Both the U.S. Centers for Disease Control and Prevention and the World Health Organization were overwhelmed at the pandemic’s start.

In the absence of a steady flow of data from reliable government sources, and with misinformation swirling on the internet, the tracker let policymakers, healthcare providers and average people make responsible decisions.

“When I could see numbers rising in the U.S. and nearby states, we started to implement procedures to see our immunocompromised patients virtually and keep them protected,” said Dr. Michelle Rheault, a pediatric nephrologist at the University of Minnesota children's hospital.

“While it was terrifying to watch some days, it provided the knowledge that I needed to do my job.”

As COVID-19 cases multiplied around the world, so did the behind-the-scenes work to keep the dashboard going. More and more countries were reporting deaths and cases, which meant more data to gather, verify and standardize. Manual updates were no longer feasible, so the team built automated scrapers to gather data from official health databases around the world that were available to the public.
_____
What you are asked to do:
Extend the passage on the COVID-19 tracker dashboard, picking up after its last sentence.

Collected data
_____
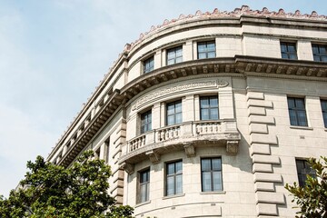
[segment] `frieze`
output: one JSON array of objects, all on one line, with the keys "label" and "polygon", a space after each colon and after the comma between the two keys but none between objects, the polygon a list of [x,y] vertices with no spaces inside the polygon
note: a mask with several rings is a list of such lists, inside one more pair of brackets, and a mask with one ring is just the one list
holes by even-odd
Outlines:
[{"label": "frieze", "polygon": [[157,99],[158,97],[162,97],[171,93],[175,93],[175,92],[184,91],[193,88],[201,88],[201,87],[225,87],[229,83],[224,80],[211,80],[211,81],[202,81],[202,82],[194,82],[190,84],[177,84],[169,88],[156,91],[149,94],[145,94],[144,96],[137,100],[136,104],[133,105],[132,110],[133,111],[137,110],[145,103],[152,101],[154,99]]}]

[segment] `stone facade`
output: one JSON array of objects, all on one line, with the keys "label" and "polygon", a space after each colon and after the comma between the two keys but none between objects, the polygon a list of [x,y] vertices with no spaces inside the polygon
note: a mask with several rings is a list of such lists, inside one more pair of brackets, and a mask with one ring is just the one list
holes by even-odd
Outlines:
[{"label": "stone facade", "polygon": [[314,59],[327,56],[326,30],[315,12],[247,6],[153,26],[126,45],[48,161],[69,167],[93,149],[112,166],[108,192],[135,217],[293,217],[284,185],[298,182],[296,161],[327,155],[327,64]]}]

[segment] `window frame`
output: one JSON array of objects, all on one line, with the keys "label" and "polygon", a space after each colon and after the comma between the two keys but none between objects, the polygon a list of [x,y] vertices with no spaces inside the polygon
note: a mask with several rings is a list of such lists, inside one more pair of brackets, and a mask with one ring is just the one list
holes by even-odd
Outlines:
[{"label": "window frame", "polygon": [[327,128],[327,100],[326,99],[321,99],[321,106],[322,106],[322,114],[324,127]]},{"label": "window frame", "polygon": [[[202,104],[202,100],[204,100],[205,98],[208,99],[208,107],[204,107],[203,104]],[[211,99],[217,99],[217,106],[212,106],[211,105]],[[199,99],[199,103],[200,103],[200,120],[219,120],[219,98],[218,98],[218,95],[208,95],[208,96],[200,96],[200,99]],[[203,119],[203,110],[208,110],[208,119]],[[212,109],[216,109],[217,110],[217,119],[213,119],[212,117]]]},{"label": "window frame", "polygon": [[[214,159],[218,159],[220,160],[220,170],[213,170],[213,160]],[[204,171],[203,169],[203,160],[210,160],[210,171]],[[201,167],[201,191],[203,193],[210,193],[210,192],[223,192],[223,160],[222,160],[222,157],[221,156],[218,156],[218,157],[202,157],[200,159],[200,167]],[[205,172],[210,172],[210,186],[211,186],[211,189],[210,190],[204,190],[204,181],[203,181],[203,173]],[[214,182],[213,182],[213,173],[214,172],[218,172],[220,173],[220,186],[221,186],[221,189],[220,190],[214,190]],[[216,184],[216,185],[219,185],[219,184]]]},{"label": "window frame", "polygon": [[143,61],[143,73],[148,74],[154,70],[154,56],[150,56]]},{"label": "window frame", "polygon": [[[146,181],[143,181],[143,174],[146,173]],[[145,187],[145,196],[143,200],[142,188]],[[137,203],[143,203],[150,201],[150,168],[144,169],[138,172],[138,190],[137,190]]]},{"label": "window frame", "polygon": [[[147,121],[144,124],[143,124],[144,118],[145,118],[145,121]],[[140,114],[140,134],[152,131],[152,109],[147,110]],[[144,126],[146,126],[146,129],[144,128]]]},{"label": "window frame", "polygon": [[[214,45],[214,49],[213,50],[209,50],[208,48],[208,45],[210,44],[213,44]],[[200,49],[199,47],[201,45],[205,45],[205,48],[204,48],[204,51],[203,52],[200,52]],[[203,42],[197,42],[196,44],[196,48],[197,48],[197,59],[206,59],[206,58],[215,58],[216,57],[216,44],[215,44],[215,40],[210,40],[210,41],[203,41]],[[214,55],[213,56],[209,56],[208,54],[211,54],[211,53],[214,53]],[[205,54],[205,57],[201,57],[200,58],[200,54]]]},{"label": "window frame", "polygon": [[[181,172],[177,172],[176,171],[176,164],[181,164]],[[168,168],[169,168],[169,165],[172,165],[173,164],[173,173],[170,173],[168,174]],[[178,192],[179,188],[177,187],[178,185],[178,183],[177,183],[177,177],[181,176],[182,178],[182,182],[181,182],[181,191]],[[173,193],[168,193],[168,185],[169,185],[169,183],[168,183],[168,179],[169,178],[173,178]],[[183,193],[183,160],[177,160],[177,161],[173,161],[173,162],[169,162],[169,163],[166,163],[165,164],[165,178],[164,178],[164,181],[165,181],[165,187],[164,187],[164,195],[165,196],[172,196],[172,195],[176,195],[176,194],[182,194]],[[178,192],[178,193],[177,193]]]},{"label": "window frame", "polygon": [[[286,51],[282,51],[282,46],[284,45],[286,48]],[[293,46],[294,51],[291,52],[289,51],[289,46]],[[280,42],[280,47],[281,47],[281,55],[282,59],[285,60],[298,60],[298,54],[297,54],[297,47],[296,47],[296,42]],[[282,54],[286,55],[284,57]],[[295,55],[295,58],[291,58],[291,55]]]},{"label": "window frame", "polygon": [[[176,112],[176,104],[181,104],[181,111],[180,112]],[[169,108],[170,105],[173,105],[173,114],[168,114],[168,108]],[[165,124],[166,124],[166,125],[173,125],[173,124],[179,124],[183,123],[183,108],[182,107],[183,107],[182,99],[166,104],[166,105],[165,105]],[[177,123],[177,121],[176,121],[176,115],[177,114],[181,114],[181,121],[179,123]],[[173,124],[168,123],[168,121],[169,121],[168,118],[170,116],[173,117]]]},{"label": "window frame", "polygon": [[[181,55],[180,56],[176,55],[176,52],[178,50],[181,50]],[[173,53],[173,58],[169,58],[169,54],[171,52]],[[177,61],[178,58],[181,58],[181,60]],[[173,63],[169,64],[169,61],[171,61],[171,60],[173,60]],[[181,62],[183,62],[183,45],[169,48],[169,49],[166,50],[166,65],[173,65],[173,64],[178,64],[178,63],[181,63]]]},{"label": "window frame", "polygon": [[[303,166],[302,169],[299,169],[300,164]],[[307,175],[311,175],[312,177],[315,178],[315,172],[312,168],[311,168],[308,160],[295,159],[295,166],[296,166],[297,178],[299,182],[298,184],[300,187],[305,186],[305,181],[307,179],[306,177]]]},{"label": "window frame", "polygon": [[[314,47],[317,47],[318,53],[314,53]],[[322,48],[324,47],[325,53],[321,53]],[[327,45],[312,44],[313,61],[315,62],[327,62]],[[325,57],[323,61],[322,57]]]},{"label": "window frame", "polygon": [[[294,107],[291,107],[290,100],[293,101]],[[296,103],[297,103],[296,100],[302,101],[303,108],[298,107],[296,105]],[[288,105],[288,111],[289,111],[290,124],[292,125],[292,126],[308,127],[308,118],[307,118],[306,108],[305,108],[305,99],[302,98],[302,97],[287,96],[287,105]],[[292,114],[292,113],[294,114],[296,120],[292,119],[291,114]],[[301,123],[303,122],[303,121],[301,121],[299,119],[300,113],[304,113],[304,115],[305,115],[305,124],[301,124]]]}]

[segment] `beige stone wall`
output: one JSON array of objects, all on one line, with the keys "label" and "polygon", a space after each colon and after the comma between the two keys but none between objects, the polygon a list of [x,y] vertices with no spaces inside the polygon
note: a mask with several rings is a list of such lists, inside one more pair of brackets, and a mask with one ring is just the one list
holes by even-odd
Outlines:
[{"label": "beige stone wall", "polygon": [[[315,25],[323,27],[325,23]],[[221,17],[154,30],[120,56],[49,161],[60,163],[67,144],[80,135],[81,125],[86,127],[98,118],[104,102],[112,114],[102,114],[99,119],[105,122],[83,150],[100,151],[99,158],[108,160],[113,172],[108,192],[118,203],[135,207],[135,217],[293,217],[294,204],[284,185],[297,182],[295,160],[327,155],[320,103],[327,99],[326,67],[311,62],[312,44],[325,44],[327,35],[314,26],[292,20]],[[215,42],[216,58],[201,62],[197,43],[208,40]],[[299,61],[290,61],[292,67],[311,69],[302,73],[301,67],[283,68],[291,64],[281,59],[281,42],[296,44]],[[184,63],[167,66],[167,49],[175,46],[183,46]],[[256,57],[242,65],[235,55]],[[143,75],[143,61],[150,56],[154,58],[154,74]],[[155,77],[160,71],[164,74]],[[154,80],[142,81],[148,75]],[[146,84],[136,87],[141,82]],[[120,95],[110,104],[110,91],[115,89]],[[220,120],[213,121],[218,124],[213,128],[216,125],[219,131],[210,137],[196,129],[200,97],[205,95],[219,99]],[[305,100],[307,127],[290,124],[288,96]],[[166,127],[166,104],[175,100],[182,100],[182,127],[164,132],[171,138],[160,141],[157,133]],[[150,109],[153,131],[142,135],[140,116]],[[233,126],[237,133],[231,131]],[[231,140],[235,134],[240,138]],[[238,151],[231,154],[230,144],[237,144]],[[222,158],[223,192],[201,192],[200,161],[208,156]],[[183,161],[183,191],[164,196],[164,168],[174,160]],[[138,203],[138,173],[145,168],[150,169],[150,201]]]}]

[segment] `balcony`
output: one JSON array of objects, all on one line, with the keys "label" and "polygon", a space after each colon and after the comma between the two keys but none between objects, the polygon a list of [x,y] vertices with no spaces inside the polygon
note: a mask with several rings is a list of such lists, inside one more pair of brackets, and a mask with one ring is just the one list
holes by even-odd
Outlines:
[{"label": "balcony", "polygon": [[126,142],[119,164],[131,173],[134,164],[146,158],[156,164],[161,154],[176,150],[184,150],[191,157],[195,155],[196,147],[226,146],[228,154],[236,154],[240,140],[234,119],[184,122],[149,131]]}]

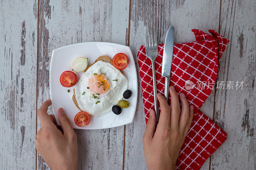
_____
Answer space:
“It was really just a continually adaptable system that we were having to develop,” Gardner said. “We were just working around the clock for that year.”

When stay-at-home orders came to Maryland, the group had to disperse to home offices. (That’s also when Gardner learned she was pregnant. Her first child was born in December 2020.) Nonetheless, the dashboard kept growing.

It appeared behind President Trump at news briefings. Its figures were cited in news reports and factored into policy decisions.

The team had a rule to include only publicly available data so that anyone who wanted to could verify the dashboard's sources. When state or regional agencies contacted the group privately to offer case counts they didn’t want to report officially, the Johns Hopkins engineers declined.

“Make it public, and then we'll put it on our data file, too,” Gardner said she told them. “But we’re not just accepting things behind the curtain.”

Often, it worked. The bigger the tracker got, the more willing agencies were to provide data the team asked for, including race and ethnicity breakdowns. The dashboard would eventually expand to include testing and vaccination numbers.

“That power, just because we had so many eyeballs, was something that was really helpful,” Gardner said. “But it didn't last.”

As Gardner noted, its value was dependent on the quality of the data reported. As the pandemic dragged on and health budgets scaled back, mandatory testing programs ended and home tests that didn’t have to be reported became more available, the quantity of good, accessible data fell.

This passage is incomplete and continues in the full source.